▶ [How to complete this task]:
Exact copy, no pictures: return only the lines below from the line with "Target: grass turf texture" up to and including the line with "Target: person's head behind".

▶ [Image point grounding data]:
+ + +

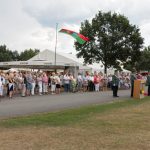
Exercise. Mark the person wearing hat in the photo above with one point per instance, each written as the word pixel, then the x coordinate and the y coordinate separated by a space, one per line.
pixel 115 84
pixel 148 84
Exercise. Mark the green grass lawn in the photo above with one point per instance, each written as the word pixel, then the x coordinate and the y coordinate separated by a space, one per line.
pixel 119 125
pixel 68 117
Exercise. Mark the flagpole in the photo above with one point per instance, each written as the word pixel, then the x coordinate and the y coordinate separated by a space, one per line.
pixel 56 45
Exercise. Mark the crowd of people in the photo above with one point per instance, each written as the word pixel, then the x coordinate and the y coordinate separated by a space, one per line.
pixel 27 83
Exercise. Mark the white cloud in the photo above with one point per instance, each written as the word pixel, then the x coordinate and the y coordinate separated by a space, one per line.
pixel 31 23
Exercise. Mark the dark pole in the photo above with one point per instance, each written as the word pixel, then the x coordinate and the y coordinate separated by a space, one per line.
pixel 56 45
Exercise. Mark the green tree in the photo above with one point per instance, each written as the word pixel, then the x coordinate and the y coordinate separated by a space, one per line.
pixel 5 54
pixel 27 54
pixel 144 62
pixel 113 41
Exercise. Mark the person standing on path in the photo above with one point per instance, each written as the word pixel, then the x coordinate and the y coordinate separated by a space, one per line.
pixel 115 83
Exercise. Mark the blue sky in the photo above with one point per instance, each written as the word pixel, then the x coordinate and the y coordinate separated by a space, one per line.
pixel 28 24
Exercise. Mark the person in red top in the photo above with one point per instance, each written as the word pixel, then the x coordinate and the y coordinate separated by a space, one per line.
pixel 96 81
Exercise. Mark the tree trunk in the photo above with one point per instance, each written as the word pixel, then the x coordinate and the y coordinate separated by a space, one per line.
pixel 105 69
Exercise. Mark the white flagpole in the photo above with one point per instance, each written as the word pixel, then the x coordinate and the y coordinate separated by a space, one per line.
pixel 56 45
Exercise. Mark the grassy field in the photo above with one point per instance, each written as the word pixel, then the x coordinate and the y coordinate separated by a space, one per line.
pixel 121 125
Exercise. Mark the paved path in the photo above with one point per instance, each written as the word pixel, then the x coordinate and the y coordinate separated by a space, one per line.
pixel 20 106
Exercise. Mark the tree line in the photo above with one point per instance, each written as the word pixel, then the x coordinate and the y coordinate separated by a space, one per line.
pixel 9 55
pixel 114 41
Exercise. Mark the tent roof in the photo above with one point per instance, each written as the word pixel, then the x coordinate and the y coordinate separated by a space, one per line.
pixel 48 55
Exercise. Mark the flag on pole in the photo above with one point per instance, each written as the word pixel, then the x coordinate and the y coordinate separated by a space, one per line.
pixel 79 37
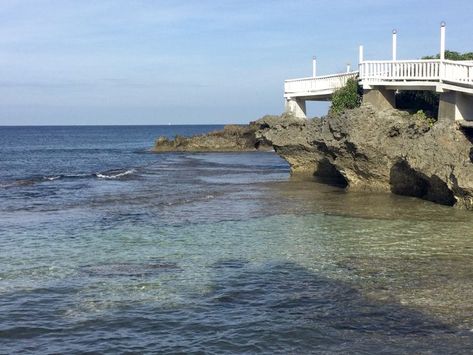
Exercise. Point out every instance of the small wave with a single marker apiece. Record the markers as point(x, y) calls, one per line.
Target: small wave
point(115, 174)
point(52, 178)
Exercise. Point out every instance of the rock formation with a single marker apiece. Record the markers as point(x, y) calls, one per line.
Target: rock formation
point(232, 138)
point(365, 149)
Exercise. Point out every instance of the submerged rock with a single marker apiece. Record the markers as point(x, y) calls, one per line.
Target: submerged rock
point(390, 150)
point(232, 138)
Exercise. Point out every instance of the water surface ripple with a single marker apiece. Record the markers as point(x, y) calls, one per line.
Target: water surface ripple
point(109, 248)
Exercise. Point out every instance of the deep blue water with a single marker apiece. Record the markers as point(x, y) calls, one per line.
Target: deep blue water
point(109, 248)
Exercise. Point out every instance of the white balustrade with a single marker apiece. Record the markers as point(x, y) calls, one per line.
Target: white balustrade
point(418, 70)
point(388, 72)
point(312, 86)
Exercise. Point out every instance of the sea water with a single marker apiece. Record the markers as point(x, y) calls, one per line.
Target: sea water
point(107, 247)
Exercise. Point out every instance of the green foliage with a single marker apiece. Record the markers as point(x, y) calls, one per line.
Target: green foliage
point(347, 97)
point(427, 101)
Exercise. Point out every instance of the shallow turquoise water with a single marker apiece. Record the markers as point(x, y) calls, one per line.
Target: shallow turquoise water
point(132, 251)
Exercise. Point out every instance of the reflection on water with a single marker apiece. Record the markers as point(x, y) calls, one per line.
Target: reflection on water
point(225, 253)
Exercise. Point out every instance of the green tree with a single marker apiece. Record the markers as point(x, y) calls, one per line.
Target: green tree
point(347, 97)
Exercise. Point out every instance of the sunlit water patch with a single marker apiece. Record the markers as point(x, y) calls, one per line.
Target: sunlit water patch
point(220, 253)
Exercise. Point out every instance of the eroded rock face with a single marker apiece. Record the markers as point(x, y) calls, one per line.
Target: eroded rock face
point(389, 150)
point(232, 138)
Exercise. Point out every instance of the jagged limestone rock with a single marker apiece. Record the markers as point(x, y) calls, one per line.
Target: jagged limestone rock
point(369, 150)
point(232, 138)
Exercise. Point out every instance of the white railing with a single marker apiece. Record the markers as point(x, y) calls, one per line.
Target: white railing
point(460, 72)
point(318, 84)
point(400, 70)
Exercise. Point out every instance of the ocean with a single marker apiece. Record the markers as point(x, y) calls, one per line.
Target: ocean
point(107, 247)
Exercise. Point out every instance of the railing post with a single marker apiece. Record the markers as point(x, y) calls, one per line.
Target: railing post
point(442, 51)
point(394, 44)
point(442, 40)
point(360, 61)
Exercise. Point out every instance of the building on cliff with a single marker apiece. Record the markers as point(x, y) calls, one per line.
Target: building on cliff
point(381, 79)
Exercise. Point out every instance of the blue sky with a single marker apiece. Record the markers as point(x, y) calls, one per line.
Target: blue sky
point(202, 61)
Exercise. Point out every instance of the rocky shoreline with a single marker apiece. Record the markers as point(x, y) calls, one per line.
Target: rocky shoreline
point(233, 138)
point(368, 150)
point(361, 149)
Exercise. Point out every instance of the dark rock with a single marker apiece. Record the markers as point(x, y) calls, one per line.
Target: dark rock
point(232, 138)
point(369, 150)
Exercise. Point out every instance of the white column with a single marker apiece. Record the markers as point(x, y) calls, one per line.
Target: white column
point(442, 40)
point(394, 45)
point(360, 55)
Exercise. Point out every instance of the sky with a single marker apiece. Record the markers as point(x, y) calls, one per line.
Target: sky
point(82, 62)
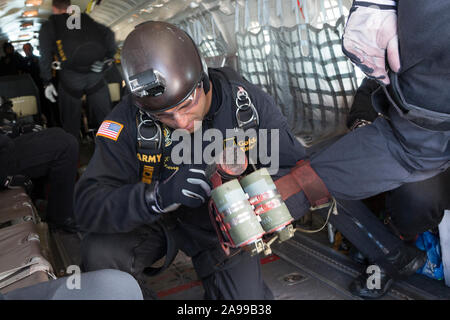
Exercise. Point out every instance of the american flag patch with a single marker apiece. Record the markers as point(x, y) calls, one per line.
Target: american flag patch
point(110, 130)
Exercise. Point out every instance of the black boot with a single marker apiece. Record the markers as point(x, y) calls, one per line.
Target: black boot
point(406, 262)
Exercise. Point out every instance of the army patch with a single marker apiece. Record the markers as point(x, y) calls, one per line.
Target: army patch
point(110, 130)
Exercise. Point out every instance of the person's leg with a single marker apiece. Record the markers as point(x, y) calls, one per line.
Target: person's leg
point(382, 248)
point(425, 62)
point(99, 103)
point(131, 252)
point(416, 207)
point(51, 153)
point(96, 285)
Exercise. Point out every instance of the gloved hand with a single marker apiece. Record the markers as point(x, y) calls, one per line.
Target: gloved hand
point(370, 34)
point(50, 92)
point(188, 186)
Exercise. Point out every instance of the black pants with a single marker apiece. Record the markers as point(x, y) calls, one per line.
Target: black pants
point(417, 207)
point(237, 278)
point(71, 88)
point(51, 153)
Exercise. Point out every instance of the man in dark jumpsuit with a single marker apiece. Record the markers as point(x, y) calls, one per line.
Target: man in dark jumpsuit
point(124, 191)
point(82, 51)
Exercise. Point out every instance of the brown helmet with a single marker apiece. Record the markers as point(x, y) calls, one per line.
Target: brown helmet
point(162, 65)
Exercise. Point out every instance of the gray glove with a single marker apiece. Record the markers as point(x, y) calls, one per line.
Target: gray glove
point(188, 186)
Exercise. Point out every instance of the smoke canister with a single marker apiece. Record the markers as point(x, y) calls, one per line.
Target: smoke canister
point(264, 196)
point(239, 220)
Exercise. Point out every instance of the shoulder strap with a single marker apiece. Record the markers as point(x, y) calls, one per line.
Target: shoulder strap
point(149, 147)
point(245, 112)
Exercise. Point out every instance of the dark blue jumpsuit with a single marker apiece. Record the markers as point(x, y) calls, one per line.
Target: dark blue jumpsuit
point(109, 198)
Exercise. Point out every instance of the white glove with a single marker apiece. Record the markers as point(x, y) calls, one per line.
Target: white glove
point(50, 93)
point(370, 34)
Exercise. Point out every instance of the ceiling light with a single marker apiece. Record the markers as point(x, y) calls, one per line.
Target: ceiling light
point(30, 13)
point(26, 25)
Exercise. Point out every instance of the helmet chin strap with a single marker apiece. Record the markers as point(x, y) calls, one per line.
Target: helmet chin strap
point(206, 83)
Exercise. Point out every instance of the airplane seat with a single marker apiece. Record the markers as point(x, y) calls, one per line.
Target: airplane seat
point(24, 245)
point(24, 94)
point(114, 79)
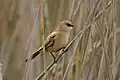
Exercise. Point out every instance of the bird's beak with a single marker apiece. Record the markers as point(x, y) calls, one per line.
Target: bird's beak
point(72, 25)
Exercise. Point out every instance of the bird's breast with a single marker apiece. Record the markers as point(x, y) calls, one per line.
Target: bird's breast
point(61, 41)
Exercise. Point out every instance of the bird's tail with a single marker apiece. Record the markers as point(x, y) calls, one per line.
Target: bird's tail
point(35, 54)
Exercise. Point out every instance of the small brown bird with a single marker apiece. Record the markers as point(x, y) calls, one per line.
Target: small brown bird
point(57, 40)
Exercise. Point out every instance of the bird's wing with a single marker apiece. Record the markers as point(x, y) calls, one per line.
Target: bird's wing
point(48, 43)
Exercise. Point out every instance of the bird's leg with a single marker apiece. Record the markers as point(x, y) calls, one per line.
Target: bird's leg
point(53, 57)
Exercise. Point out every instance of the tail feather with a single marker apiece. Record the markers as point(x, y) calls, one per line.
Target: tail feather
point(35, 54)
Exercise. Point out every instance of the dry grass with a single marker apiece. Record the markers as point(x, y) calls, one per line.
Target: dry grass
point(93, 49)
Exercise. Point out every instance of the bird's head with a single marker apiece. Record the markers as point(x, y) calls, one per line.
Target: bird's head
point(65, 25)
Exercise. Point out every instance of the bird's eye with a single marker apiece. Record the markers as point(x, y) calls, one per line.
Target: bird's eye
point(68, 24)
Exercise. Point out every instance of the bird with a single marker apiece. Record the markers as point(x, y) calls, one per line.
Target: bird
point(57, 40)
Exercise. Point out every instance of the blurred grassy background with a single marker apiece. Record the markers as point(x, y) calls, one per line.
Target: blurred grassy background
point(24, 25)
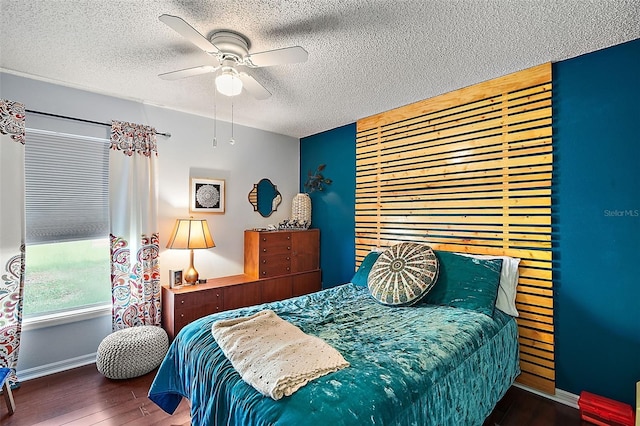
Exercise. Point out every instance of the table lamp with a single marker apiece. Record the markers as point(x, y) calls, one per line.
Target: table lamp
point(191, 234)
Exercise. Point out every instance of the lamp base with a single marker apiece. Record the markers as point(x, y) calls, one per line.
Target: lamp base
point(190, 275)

+ + +

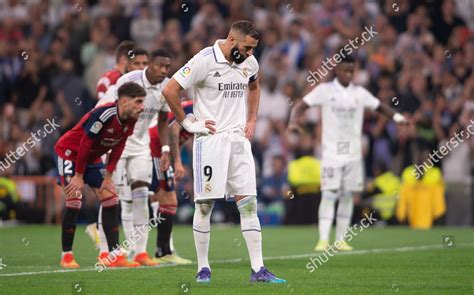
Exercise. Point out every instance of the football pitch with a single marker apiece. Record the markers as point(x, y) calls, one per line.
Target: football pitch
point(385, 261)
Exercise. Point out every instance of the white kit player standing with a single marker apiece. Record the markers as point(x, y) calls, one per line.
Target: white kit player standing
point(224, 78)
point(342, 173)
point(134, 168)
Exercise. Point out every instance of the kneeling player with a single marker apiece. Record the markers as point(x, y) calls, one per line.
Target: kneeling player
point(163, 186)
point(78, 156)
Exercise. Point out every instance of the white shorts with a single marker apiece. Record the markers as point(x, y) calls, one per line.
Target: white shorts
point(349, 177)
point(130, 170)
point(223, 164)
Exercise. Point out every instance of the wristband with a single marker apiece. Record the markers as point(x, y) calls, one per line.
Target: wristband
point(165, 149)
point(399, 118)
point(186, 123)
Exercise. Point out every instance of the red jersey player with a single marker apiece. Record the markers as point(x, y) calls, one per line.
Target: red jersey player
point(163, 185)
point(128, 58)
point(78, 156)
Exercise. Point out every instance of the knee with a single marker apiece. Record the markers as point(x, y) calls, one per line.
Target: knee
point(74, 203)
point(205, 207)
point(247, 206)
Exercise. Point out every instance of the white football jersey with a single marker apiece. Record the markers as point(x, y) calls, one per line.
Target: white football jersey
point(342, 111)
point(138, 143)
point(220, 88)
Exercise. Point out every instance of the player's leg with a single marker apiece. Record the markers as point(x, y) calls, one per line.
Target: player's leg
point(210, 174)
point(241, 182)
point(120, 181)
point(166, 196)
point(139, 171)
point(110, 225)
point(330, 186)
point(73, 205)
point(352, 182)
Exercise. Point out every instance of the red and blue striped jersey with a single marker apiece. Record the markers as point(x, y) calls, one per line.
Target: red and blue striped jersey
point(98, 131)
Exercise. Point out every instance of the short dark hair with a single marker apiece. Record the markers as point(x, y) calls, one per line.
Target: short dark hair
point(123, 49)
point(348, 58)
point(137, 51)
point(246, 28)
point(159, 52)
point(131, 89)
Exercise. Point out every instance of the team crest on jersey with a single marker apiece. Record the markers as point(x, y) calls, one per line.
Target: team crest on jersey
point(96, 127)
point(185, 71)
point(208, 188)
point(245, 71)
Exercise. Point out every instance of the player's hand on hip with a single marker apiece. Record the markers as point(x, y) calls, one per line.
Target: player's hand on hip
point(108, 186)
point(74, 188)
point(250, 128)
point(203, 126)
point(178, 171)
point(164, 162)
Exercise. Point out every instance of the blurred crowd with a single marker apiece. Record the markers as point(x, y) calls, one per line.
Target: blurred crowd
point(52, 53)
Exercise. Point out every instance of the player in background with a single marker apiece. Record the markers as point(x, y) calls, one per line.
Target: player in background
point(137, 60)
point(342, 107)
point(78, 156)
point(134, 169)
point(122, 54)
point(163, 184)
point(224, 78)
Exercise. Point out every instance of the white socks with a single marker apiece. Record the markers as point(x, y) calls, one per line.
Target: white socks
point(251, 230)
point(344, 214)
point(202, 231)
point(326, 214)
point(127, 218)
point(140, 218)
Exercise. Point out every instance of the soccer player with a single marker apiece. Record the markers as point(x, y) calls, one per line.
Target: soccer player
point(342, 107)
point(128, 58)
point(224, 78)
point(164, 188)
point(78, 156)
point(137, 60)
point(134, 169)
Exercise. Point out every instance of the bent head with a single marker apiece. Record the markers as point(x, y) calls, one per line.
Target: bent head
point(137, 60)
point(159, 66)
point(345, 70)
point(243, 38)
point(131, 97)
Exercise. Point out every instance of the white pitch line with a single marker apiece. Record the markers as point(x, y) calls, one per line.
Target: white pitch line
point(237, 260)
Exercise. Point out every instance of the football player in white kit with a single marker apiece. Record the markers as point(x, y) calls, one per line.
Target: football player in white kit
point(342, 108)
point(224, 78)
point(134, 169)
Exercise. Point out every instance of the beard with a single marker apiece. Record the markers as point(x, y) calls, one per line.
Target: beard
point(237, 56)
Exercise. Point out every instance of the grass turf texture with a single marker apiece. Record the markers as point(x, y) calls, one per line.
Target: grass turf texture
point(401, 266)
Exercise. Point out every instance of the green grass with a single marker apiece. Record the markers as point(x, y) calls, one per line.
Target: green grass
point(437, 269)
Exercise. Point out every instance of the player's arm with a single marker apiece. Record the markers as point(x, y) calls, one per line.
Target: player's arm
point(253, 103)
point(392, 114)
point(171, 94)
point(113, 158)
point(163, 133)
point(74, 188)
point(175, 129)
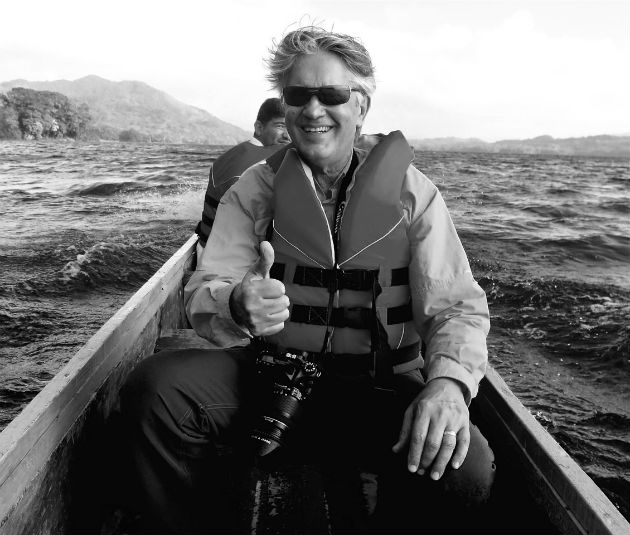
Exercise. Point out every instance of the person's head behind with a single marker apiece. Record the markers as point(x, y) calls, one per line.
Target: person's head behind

+ + +

▶ [Problem solution]:
Target: grass turf texture
point(401, 266)
Exercise. Point out every instance of the green grass with a single marker apiece. Record the markers as point(x, y) calls, one per line.
Target: green grass
point(437, 269)
Exercise. Point out every instance of the player's arm with a single marker apiece. Record the markers as point(x, y) calls, one per line.
Target: player's arm
point(253, 103)
point(392, 114)
point(171, 94)
point(113, 158)
point(163, 133)
point(74, 188)
point(175, 129)
Exercise. Point out every instance of the person's head behind with a single marker apiece. Record the markers as point(x, y) calls, one per line.
Target: person's head behind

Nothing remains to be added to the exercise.